> _Your goal_
Please reproduce all entries word for word and omit their pictures.

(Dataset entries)
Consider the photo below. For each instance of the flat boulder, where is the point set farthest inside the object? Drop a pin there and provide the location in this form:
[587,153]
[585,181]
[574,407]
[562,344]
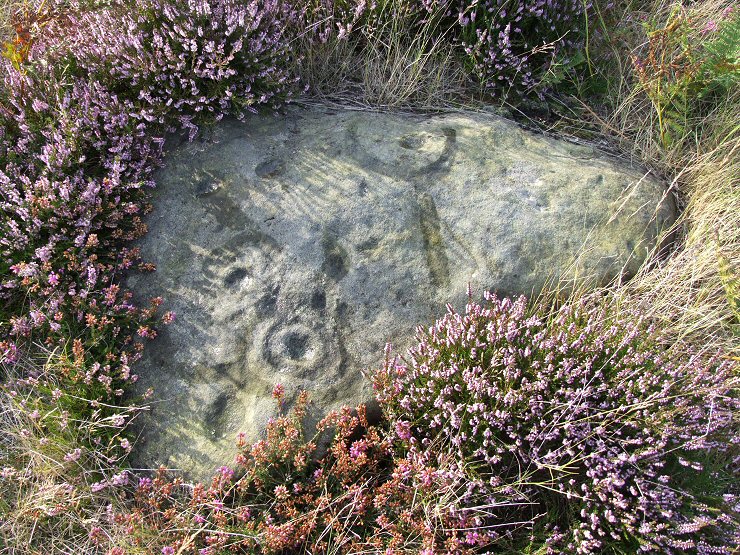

> _Task response_
Consider the photo below. For each instance of the flat boulder, where is the point set farthest inside the object? Drop a pin there and provide the location in this form:
[587,153]
[585,181]
[574,407]
[562,344]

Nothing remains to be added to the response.